◆ **Quoted text**:
>> START

Launching a business event is just as much an art as it is a science. Create an event website and you can expect that someone will register for the corresponding event; email out event invitations and you can expect that someone will RSVP. But it’s in the how that the difference is made.

How you create your event website will dictate how it ranks organically in search engine results pages. How you design and send out that email will likewise determine whether or not it gets opened and whether someone will click-through it to your event website, and register.

Whether you are running an internal business event for employees, an external event for prospects or a hybrid event for prospective employees—a business event is equal parts art and science.

But before you paint the Mona Lisa, it’s helpful knowing how to sketch a convincing vase. Before you run the titration for sodium hydroxide, it’s helpful knowing what pH is. Before launching a business event, it’s helpful to know what steps are common prerequisites for a successful launch.

In this post, we’ll review some of the most common steps for launching a business event and why they are important. Your event may skip some of these steps and will likely add many more that what is listed, but after reviewing these steps you will have a better idea of what your event strategy requires. You may also learn how to titrate sodium hydroxide.

>> END

Carry the passage on launching a business event forward from its final sentence. The material that comes next is separate from the passage on launching business events.

◆ **Supplied material**:
>> START

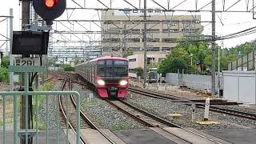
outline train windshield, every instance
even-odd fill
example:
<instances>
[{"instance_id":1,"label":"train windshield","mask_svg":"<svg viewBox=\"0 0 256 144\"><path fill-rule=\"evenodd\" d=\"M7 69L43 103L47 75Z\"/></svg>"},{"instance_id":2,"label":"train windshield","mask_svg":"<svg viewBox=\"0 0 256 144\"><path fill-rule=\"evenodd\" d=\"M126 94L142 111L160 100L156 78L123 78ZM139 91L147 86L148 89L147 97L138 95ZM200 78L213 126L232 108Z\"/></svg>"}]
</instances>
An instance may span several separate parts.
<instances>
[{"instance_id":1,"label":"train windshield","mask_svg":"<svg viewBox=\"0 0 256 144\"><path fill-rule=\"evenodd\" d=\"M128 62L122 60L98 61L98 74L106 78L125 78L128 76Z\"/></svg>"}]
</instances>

>> END

◆ **Reply to the task**:
1. Determine Your Goals

The absolute first step in launching any event is understanding the why behind it. Your organisation has limited resources, so why are you investing in an event? It can be a scary question.

“Because we should” often isn’t the best way to respond. Of course, you should—the majority of your peers and competitors view live events as critical to their success—but each of these organisations has determined set goals that align with the aims of their organisation (source).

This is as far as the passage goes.